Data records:
<<<<

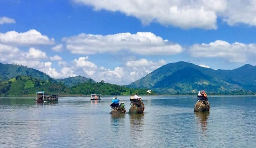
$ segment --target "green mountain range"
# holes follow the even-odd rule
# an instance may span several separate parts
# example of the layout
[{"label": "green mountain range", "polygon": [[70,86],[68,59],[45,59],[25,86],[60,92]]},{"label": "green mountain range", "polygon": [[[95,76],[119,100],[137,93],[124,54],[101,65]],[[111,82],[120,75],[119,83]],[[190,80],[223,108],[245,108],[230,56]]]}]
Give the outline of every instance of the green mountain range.
[{"label": "green mountain range", "polygon": [[233,70],[214,70],[180,61],[164,65],[127,86],[162,94],[212,94],[243,90],[256,92],[256,67],[246,64]]},{"label": "green mountain range", "polygon": [[44,91],[47,94],[60,94],[140,95],[149,94],[147,89],[128,88],[123,86],[96,82],[90,78],[78,76],[55,79],[39,70],[23,66],[0,63],[0,95],[35,95]]},{"label": "green mountain range", "polygon": [[128,95],[135,92],[148,94],[148,89],[152,91],[151,94],[195,94],[201,90],[208,94],[256,92],[256,67],[249,64],[233,70],[214,70],[180,61],[164,65],[124,86],[96,82],[81,76],[53,79],[36,69],[16,64],[0,63],[0,95],[34,94],[42,90],[87,95]]}]

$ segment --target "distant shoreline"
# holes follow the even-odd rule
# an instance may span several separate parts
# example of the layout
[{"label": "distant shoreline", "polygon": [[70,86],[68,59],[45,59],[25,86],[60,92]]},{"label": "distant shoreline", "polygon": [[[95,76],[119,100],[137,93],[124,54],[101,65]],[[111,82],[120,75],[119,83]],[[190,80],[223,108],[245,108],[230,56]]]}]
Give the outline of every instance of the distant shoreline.
[{"label": "distant shoreline", "polygon": [[[59,97],[90,97],[91,95],[81,95],[79,94],[56,94],[54,93],[52,93],[51,94],[58,94]],[[129,95],[101,95],[101,96],[104,96],[104,97],[111,97],[111,96],[130,96]],[[154,94],[154,95],[141,95],[141,96],[196,96],[196,95],[189,95],[189,94]],[[214,94],[214,95],[208,95],[208,97],[217,97],[217,96],[256,96],[256,95],[232,95],[232,94],[229,94],[229,95],[225,95],[225,94]],[[3,98],[3,97],[36,97],[36,94],[31,94],[31,95],[0,95],[0,98]]]}]

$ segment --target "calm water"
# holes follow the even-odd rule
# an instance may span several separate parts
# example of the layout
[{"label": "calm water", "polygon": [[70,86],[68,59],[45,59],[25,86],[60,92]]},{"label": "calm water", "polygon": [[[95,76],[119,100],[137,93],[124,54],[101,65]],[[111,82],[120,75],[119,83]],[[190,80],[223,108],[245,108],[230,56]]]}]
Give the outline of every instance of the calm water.
[{"label": "calm water", "polygon": [[256,97],[209,96],[209,114],[195,114],[196,96],[144,96],[144,114],[119,117],[112,97],[0,98],[0,147],[256,147]]}]

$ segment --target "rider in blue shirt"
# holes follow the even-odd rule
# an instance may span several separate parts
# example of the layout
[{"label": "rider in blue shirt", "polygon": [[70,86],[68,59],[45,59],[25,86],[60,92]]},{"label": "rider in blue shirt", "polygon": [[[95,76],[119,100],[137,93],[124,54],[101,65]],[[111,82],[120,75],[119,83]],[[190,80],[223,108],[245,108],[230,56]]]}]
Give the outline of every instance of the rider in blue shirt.
[{"label": "rider in blue shirt", "polygon": [[121,100],[117,99],[117,97],[115,97],[115,99],[114,100],[114,104],[119,104],[119,101]]}]

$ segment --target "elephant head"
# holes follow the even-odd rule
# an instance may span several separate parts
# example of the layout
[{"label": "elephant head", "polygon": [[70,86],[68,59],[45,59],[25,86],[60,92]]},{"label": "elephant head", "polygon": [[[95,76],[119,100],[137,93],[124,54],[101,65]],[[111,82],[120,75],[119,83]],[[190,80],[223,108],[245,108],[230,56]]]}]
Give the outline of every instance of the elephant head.
[{"label": "elephant head", "polygon": [[195,105],[194,112],[206,112],[210,110],[210,103],[207,101],[198,100]]}]

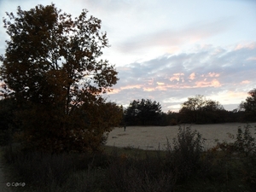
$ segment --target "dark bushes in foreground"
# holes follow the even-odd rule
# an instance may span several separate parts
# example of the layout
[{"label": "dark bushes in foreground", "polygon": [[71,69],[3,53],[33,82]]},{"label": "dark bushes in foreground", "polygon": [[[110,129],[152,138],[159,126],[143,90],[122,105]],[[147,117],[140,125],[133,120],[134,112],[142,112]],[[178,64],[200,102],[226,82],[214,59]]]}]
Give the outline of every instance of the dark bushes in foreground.
[{"label": "dark bushes in foreground", "polygon": [[[102,153],[51,155],[5,148],[5,160],[15,170],[13,176],[26,183],[18,191],[253,192],[255,140],[247,129],[238,130],[234,143],[218,143],[208,151],[199,132],[180,127],[166,151],[108,147],[108,152],[105,147]],[[249,154],[241,149],[248,146],[247,140],[254,148]]]}]

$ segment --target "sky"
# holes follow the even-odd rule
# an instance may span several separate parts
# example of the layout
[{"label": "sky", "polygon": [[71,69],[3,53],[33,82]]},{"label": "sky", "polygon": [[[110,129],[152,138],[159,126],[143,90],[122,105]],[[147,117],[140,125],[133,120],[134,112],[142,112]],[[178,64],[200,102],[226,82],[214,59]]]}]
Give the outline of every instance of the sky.
[{"label": "sky", "polygon": [[[119,79],[108,101],[151,99],[177,112],[203,95],[233,110],[256,88],[255,0],[0,0],[0,18],[51,3],[102,20],[111,45],[102,58]],[[0,25],[0,55],[7,39]]]}]

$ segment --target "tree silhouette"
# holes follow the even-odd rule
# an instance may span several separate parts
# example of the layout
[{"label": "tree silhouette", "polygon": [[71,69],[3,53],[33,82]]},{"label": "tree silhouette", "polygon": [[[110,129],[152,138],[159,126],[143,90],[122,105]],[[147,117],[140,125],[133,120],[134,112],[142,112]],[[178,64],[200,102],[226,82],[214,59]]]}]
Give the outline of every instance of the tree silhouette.
[{"label": "tree silhouette", "polygon": [[26,145],[54,152],[96,148],[121,118],[105,117],[119,113],[102,97],[118,73],[99,59],[108,39],[101,20],[87,14],[73,19],[55,4],[38,5],[18,7],[3,20],[10,40],[0,74],[19,103]]},{"label": "tree silhouette", "polygon": [[240,104],[240,109],[245,112],[245,119],[256,120],[256,89],[248,92],[249,96]]},{"label": "tree silhouette", "polygon": [[149,99],[134,100],[125,111],[125,121],[128,125],[156,125],[160,124],[161,106]]},{"label": "tree silhouette", "polygon": [[201,95],[189,97],[179,110],[182,121],[197,124],[223,122],[224,112],[218,102],[207,100]]}]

>>>>

Rewrite all the records above with "even-odd rule" changed to "nonzero winding rule" and everything else kept the same. Leave the pictures out.

$ segment --target "green mountain range"
# holes follow the nonzero winding rule
# an instance may span several separate parts
# example of the layout
[{"label": "green mountain range", "polygon": [[70,86],[68,59],[45,59],[25,86],[60,92]]},{"label": "green mountain range", "polygon": [[[95,76],[119,100],[137,93],[124,54],[101,65]],[[111,82],[120,75],[119,83]],[[190,80],[223,108],[245,108],[230,56]]]}]
Give the outline of every instance of the green mountain range.
[{"label": "green mountain range", "polygon": [[233,70],[214,70],[180,61],[164,65],[127,86],[162,94],[212,94],[243,90],[256,92],[256,67],[246,64]]},{"label": "green mountain range", "polygon": [[44,91],[47,94],[60,94],[140,95],[149,94],[147,89],[128,88],[123,86],[96,82],[90,78],[78,76],[55,79],[39,70],[23,66],[0,63],[0,95],[35,95]]},{"label": "green mountain range", "polygon": [[128,95],[135,92],[148,94],[148,89],[152,91],[151,94],[195,94],[201,90],[208,94],[256,92],[256,67],[249,64],[233,70],[214,70],[180,61],[164,65],[124,86],[96,82],[81,76],[53,79],[36,69],[16,64],[0,63],[0,95],[34,94],[42,90],[87,95]]}]

$ segment --target "distant shoreline"
# holes follow the nonzero winding rule
# an instance may span several separate parts
# example of the layout
[{"label": "distant shoreline", "polygon": [[70,86],[68,59],[45,59],[25,86],[60,92]]},{"label": "distant shoreline", "polygon": [[[95,76],[119,100],[137,93],[124,54],[101,65]],[[111,82],[120,75],[119,83]],[[190,80],[223,108],[245,108],[230,56]]]}]
Give the outline of every instance of the distant shoreline.
[{"label": "distant shoreline", "polygon": [[[59,97],[90,97],[91,95],[81,95],[79,94],[56,94],[54,93],[52,93],[51,94],[58,94]],[[129,95],[101,95],[101,96],[104,96],[104,97],[111,97],[111,96],[130,96]],[[154,94],[154,95],[141,95],[141,96],[196,96],[196,95],[189,95],[189,94]],[[214,94],[214,95],[208,95],[208,97],[217,97],[217,96],[256,96],[256,95],[232,95],[232,94],[229,94],[229,95],[225,95],[225,94]],[[3,98],[3,97],[36,97],[36,94],[31,94],[31,95],[0,95],[0,98]]]}]

$ segment --target "calm water"
# holes follow the nonzero winding rule
# an instance may span several separate parts
# example of the layout
[{"label": "calm water", "polygon": [[70,86],[68,59],[45,59],[25,86],[60,92]]},{"label": "calm water", "polygon": [[[95,76],[119,100],[137,93],[124,54],[101,65]],[[111,82],[120,75],[119,83]],[[190,80],[223,108],[245,108],[230,56]]]}]
Give the outline of every instance of the calm water.
[{"label": "calm water", "polygon": [[256,97],[209,96],[209,114],[195,114],[196,96],[144,96],[144,114],[119,117],[112,97],[0,98],[0,147],[256,147]]}]

$ segment --target "rider in blue shirt"
# holes follow the nonzero winding rule
# an instance may span several separate parts
# example of the layout
[{"label": "rider in blue shirt", "polygon": [[70,86],[68,59],[45,59],[25,86],[60,92]]},{"label": "rider in blue shirt", "polygon": [[[95,76],[119,100],[137,93],[124,54],[101,65]],[[111,82],[120,75],[119,83]],[[190,80],[223,108],[245,108],[230,56]]]}]
Give the outline of every instance of the rider in blue shirt.
[{"label": "rider in blue shirt", "polygon": [[121,100],[117,99],[117,97],[115,97],[115,99],[114,100],[114,104],[119,104],[119,101]]}]

$ segment --target "elephant head"
# holes follow the nonzero winding rule
# an instance may span several separate parts
# example of the layout
[{"label": "elephant head", "polygon": [[70,86],[68,59],[45,59],[25,86],[60,92]]},{"label": "elephant head", "polygon": [[[95,76],[119,100],[137,93],[124,54],[101,65]],[[111,82],[120,75],[119,83]],[[190,80],[223,108],[245,108],[230,56]]]}]
Give the outline of every instance of the elephant head.
[{"label": "elephant head", "polygon": [[195,105],[194,112],[206,112],[210,110],[210,103],[207,101],[198,100]]}]

$ segment --target "dark bushes in foreground"
# holes follow the nonzero winding rule
# an instance may span several separate parts
# example of the layout
[{"label": "dark bushes in foreground", "polygon": [[71,69],[3,53],[33,82]]},{"label": "dark bushes in foreground", "polygon": [[[110,129],[152,138],[159,126],[143,90],[122,105]],[[147,117],[140,125],[133,120],[134,112],[142,112]],[[178,64],[200,102],[226,82],[214,59]]]}]
Give the outline of every instance of the dark bushes in foreground.
[{"label": "dark bushes in foreground", "polygon": [[[102,153],[51,155],[5,148],[5,160],[15,170],[13,176],[26,183],[18,191],[253,192],[255,140],[247,129],[238,130],[234,143],[218,143],[208,151],[199,132],[180,127],[166,151],[108,147],[108,152],[105,147]],[[249,154],[241,149],[248,146],[247,140],[254,148]]]}]

$ segment --target "sky"
# holes follow the nonzero winding rule
# an instance may span several separate parts
# example of the layout
[{"label": "sky", "polygon": [[71,69],[3,53],[33,82]]},{"label": "sky", "polygon": [[[110,129],[152,138],[159,126],[143,90],[122,105]],[[147,117],[140,125],[133,120],[134,112],[142,112]],[[178,64],[200,102],[226,82],[214,59]]]}]
Give the outline of every instance of the sky.
[{"label": "sky", "polygon": [[[119,79],[108,101],[151,99],[177,112],[203,95],[233,110],[256,88],[255,0],[0,0],[0,18],[51,3],[102,20],[111,45],[102,58]],[[0,25],[0,55],[7,39]]]}]

$ segment --target "tree silhouette"
# holes follow the nonzero winding rule
# an instance may span several separate parts
# example of the layout
[{"label": "tree silhouette", "polygon": [[71,69],[3,53],[33,82]]},{"label": "tree silhouette", "polygon": [[[110,129],[152,138],[159,126],[143,90],[122,105]],[[147,117],[140,125],[133,120],[134,112],[142,112]],[[178,64],[200,102],[226,82],[214,59]]]}]
Give the outline of every instance of the tree silhouette.
[{"label": "tree silhouette", "polygon": [[26,145],[54,152],[96,148],[121,118],[105,117],[119,113],[102,97],[118,73],[99,59],[108,39],[101,20],[87,14],[73,19],[55,4],[38,5],[18,7],[3,20],[10,40],[0,74],[19,103]]},{"label": "tree silhouette", "polygon": [[240,104],[240,109],[245,112],[245,119],[256,120],[256,89],[248,92],[249,96]]},{"label": "tree silhouette", "polygon": [[149,99],[134,100],[125,111],[125,121],[128,125],[156,125],[160,124],[161,106]]},{"label": "tree silhouette", "polygon": [[201,95],[189,97],[179,110],[182,121],[197,124],[223,122],[224,112],[218,102],[207,100]]}]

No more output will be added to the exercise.